# Problem details:
The entries shown below are to be printed in full, unaltered.
'''
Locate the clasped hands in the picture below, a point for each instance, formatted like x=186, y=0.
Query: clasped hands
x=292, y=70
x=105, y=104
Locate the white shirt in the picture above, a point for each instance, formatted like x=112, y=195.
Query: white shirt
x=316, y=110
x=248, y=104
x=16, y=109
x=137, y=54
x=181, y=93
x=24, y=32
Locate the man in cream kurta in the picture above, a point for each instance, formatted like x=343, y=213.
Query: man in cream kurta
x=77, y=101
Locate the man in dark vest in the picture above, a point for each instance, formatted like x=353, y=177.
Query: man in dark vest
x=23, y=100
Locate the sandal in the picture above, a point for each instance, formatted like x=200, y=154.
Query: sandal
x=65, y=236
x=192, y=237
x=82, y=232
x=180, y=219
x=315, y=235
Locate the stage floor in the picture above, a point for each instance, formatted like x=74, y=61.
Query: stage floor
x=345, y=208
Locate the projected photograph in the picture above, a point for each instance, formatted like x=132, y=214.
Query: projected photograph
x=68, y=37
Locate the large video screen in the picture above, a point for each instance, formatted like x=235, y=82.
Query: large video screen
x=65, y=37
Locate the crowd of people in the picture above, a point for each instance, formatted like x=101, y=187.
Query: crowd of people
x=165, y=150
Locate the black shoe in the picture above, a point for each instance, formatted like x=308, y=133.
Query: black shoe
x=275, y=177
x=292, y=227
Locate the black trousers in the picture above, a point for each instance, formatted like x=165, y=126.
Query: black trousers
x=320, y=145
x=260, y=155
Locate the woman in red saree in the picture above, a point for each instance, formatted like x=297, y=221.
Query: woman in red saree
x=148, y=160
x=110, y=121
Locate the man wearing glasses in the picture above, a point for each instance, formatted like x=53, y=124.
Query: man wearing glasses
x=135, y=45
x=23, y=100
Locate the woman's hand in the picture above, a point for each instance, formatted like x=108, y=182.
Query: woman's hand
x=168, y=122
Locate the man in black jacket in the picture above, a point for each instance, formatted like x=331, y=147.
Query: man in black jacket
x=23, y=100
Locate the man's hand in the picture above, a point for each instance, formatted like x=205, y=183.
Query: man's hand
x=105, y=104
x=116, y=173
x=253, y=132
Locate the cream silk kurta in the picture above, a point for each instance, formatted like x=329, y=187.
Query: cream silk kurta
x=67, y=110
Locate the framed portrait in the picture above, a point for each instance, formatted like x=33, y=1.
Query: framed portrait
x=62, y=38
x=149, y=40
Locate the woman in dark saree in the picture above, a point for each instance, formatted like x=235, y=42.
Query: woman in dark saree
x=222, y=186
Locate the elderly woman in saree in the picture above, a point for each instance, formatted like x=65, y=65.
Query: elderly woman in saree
'''
# Final answer:
Locate the clasped hands in the picture below, a point for each instance, formatted like x=186, y=0.
Query: clasped hands
x=292, y=70
x=105, y=104
Locate the white shirt in the picture above, a point for each instance, formatted like x=112, y=195.
Query: white shirt
x=316, y=110
x=248, y=104
x=16, y=109
x=137, y=54
x=181, y=93
x=24, y=32
Locate the man in cream kurta in the picture above, a point for each instance, formatted like x=343, y=213.
Query: man in cream kurta
x=77, y=101
Locate the man in dark vest in the picture above, a point for each instance, formatted like x=353, y=177.
Query: man in dark vest
x=23, y=100
Locate the sandal in the picture above, a point for each instance, formatted like x=200, y=154.
Query: sandal
x=65, y=236
x=192, y=237
x=82, y=232
x=180, y=219
x=315, y=235
Locate the stage floor in the picture above, a point for each instance, formatted like x=74, y=61.
Query: stage floor
x=345, y=208
Locate the projected photograph in the picture above, a point for each instance, formatted like x=132, y=214.
Query: projected photograph
x=68, y=37
Locate the large video screen in the picture above, a point for each instance, formatted like x=235, y=82.
Query: large video screen
x=65, y=37
Locate the crowd of people in the picture above, a point for each instance, formatted like x=101, y=187.
Query: crowd of people
x=165, y=150
Locate the black shoe in the picture above, a point for each instance, formatted like x=308, y=133.
Query: black shoe
x=275, y=177
x=292, y=227
Locate the black trousers in the picture above, a point for each instance, formatted like x=165, y=126.
Query: black trousers
x=320, y=145
x=260, y=155
Locate the woman in red saree in the picture above, a point for each instance, formatted like x=297, y=221.
Query: woman in red saree
x=148, y=160
x=110, y=121
Locate the man wearing glasses in the picture above, a point for each instance, formatted like x=53, y=124.
Query: man wearing glasses
x=135, y=45
x=23, y=100
Locate the woman's hand in the picture above, a point for each instance, formatted like x=108, y=182.
Query: woman's hand
x=168, y=122
Locate the man in black jacket in the picture above, a point for each instance, formatted like x=331, y=147.
Query: man in black jacket
x=23, y=100
Locate the man's hand in the picture above, a point for each instance, formatted like x=205, y=183.
Query: man's hand
x=105, y=104
x=116, y=173
x=253, y=132
Locate the cream silk kurta in the picture above, a point for each instance, formatted like x=329, y=187.
Query: cream silk kurta
x=67, y=110
Locate the framed portrait in the picture above, a point for each instance, formatted like x=33, y=1.
Query: framed portrait
x=62, y=38
x=149, y=40
Locate the woman in dark saree in the picture above, a point for each instance, formatted like x=235, y=42.
Query: woman in dark saree
x=222, y=186
Locate the elderly woman in saree in the picture above, a point for each instance, formatted like x=65, y=65.
Query: elderly woman in saree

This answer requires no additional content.